[Start of section]

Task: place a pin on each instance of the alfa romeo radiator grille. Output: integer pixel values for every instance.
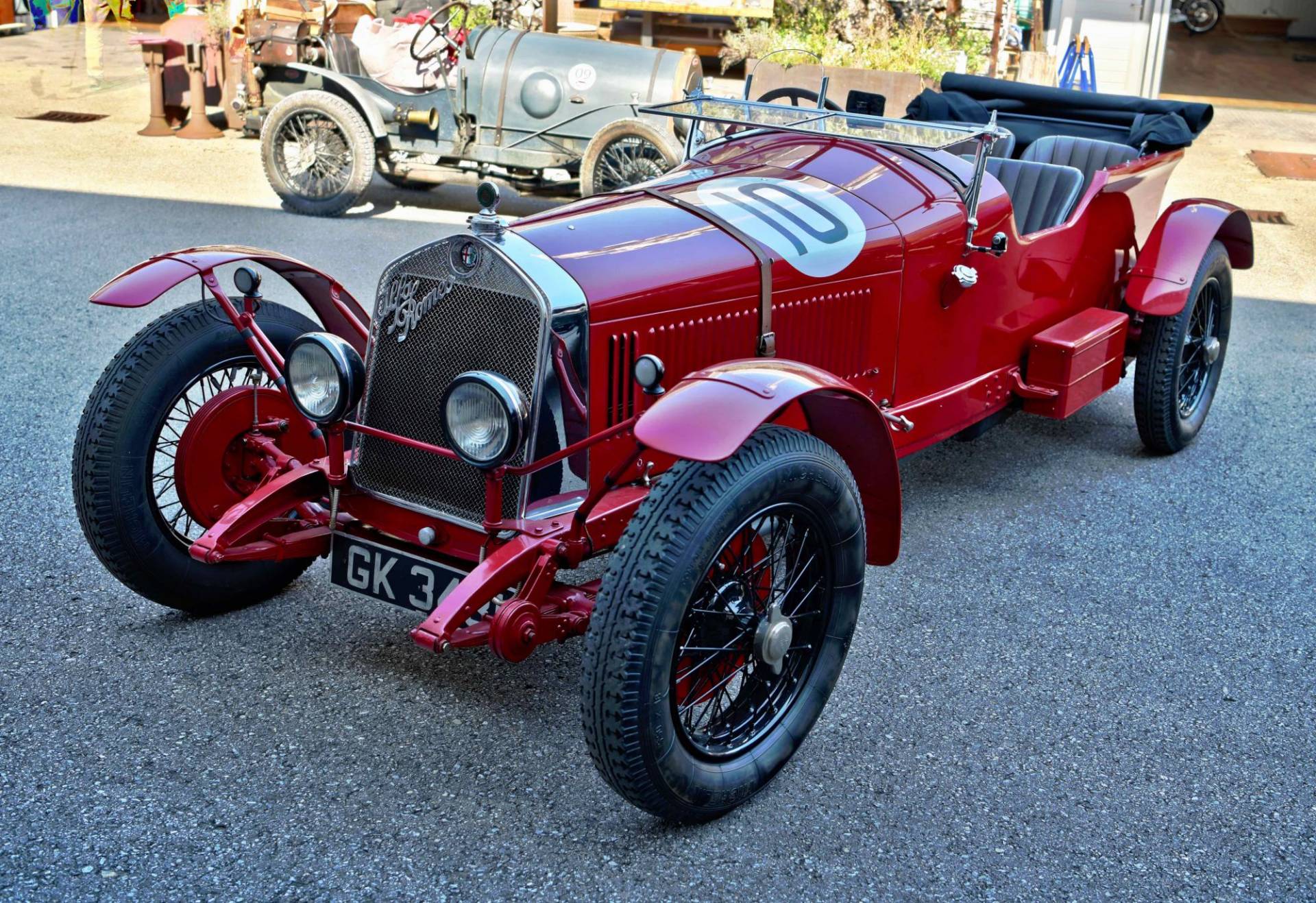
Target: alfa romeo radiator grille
(443, 310)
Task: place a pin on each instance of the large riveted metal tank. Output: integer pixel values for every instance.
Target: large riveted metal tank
(523, 83)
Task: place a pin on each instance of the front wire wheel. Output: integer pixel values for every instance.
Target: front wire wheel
(722, 624)
(752, 631)
(169, 507)
(319, 153)
(125, 449)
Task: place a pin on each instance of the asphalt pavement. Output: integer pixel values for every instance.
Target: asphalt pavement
(1090, 674)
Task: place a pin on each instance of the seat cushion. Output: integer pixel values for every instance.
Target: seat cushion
(1041, 194)
(1085, 154)
(344, 56)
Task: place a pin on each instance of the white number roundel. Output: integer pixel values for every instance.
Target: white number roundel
(812, 230)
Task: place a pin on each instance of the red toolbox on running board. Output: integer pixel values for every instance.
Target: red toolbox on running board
(1080, 359)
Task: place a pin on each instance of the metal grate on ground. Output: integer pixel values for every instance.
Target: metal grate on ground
(65, 116)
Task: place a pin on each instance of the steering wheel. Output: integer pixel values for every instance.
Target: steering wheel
(795, 97)
(436, 32)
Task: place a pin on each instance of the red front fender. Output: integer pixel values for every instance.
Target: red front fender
(143, 283)
(711, 412)
(1162, 276)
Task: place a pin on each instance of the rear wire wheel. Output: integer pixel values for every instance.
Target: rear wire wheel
(623, 154)
(722, 624)
(125, 448)
(1181, 359)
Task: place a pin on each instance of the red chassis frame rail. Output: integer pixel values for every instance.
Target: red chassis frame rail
(258, 528)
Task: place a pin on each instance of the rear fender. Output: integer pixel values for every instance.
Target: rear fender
(711, 412)
(333, 306)
(1162, 274)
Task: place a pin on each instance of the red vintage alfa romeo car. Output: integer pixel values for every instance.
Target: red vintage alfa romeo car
(711, 376)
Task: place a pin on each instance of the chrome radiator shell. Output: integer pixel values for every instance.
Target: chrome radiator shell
(439, 315)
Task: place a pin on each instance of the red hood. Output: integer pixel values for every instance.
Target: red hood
(633, 253)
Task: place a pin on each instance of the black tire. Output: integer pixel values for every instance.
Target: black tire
(631, 689)
(1169, 405)
(625, 153)
(114, 492)
(346, 152)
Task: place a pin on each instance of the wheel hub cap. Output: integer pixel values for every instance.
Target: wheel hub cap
(773, 639)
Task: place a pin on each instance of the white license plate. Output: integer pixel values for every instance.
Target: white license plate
(391, 575)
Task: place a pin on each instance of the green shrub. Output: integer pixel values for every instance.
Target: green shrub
(842, 34)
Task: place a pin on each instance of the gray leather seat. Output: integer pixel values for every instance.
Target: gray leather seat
(1085, 154)
(1041, 194)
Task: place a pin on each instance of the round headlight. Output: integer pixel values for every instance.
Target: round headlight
(326, 376)
(485, 418)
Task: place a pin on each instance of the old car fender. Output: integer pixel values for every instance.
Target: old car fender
(367, 103)
(1162, 274)
(711, 412)
(333, 306)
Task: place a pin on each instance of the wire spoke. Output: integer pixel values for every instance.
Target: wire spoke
(725, 695)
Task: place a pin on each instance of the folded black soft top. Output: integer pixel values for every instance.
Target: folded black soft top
(1137, 121)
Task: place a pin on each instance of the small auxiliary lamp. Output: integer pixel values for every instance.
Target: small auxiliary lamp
(649, 372)
(247, 282)
(487, 220)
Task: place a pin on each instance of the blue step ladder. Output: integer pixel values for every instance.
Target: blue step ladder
(1078, 64)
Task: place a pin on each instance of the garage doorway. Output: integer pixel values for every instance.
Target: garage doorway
(1230, 66)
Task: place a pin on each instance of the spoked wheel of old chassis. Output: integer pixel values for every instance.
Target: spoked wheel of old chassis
(160, 456)
(723, 623)
(625, 153)
(319, 153)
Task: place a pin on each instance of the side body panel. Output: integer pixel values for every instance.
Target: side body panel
(957, 345)
(1162, 276)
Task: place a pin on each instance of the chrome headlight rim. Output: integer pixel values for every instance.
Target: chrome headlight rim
(346, 362)
(515, 409)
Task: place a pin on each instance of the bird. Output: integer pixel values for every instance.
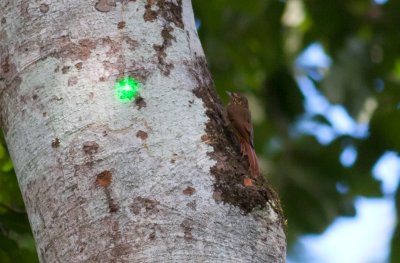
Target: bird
(239, 116)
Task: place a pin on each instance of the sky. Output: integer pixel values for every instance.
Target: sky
(366, 237)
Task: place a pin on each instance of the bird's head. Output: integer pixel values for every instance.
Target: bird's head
(238, 98)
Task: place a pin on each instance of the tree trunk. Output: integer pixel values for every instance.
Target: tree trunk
(157, 179)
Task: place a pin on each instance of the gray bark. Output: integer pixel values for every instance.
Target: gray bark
(144, 181)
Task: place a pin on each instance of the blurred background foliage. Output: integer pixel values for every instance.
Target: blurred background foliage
(255, 47)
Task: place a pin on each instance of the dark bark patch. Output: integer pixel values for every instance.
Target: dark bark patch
(104, 178)
(24, 8)
(168, 10)
(189, 191)
(121, 24)
(63, 47)
(142, 135)
(144, 206)
(132, 44)
(72, 81)
(65, 69)
(79, 65)
(230, 169)
(105, 5)
(174, 157)
(120, 250)
(164, 67)
(192, 205)
(55, 143)
(112, 206)
(187, 226)
(90, 147)
(140, 103)
(44, 8)
(9, 84)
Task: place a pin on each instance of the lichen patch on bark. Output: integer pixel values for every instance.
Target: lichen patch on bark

[End of section]

_What the exercise asks_. Wherever the word "lichen" turns up in the records above, copy the line that holds it.

_Output_.
Task: place a pin on each instance of the lichen patch on bark. Output: integer pixel values for every instance.
Target: lichen patch on bark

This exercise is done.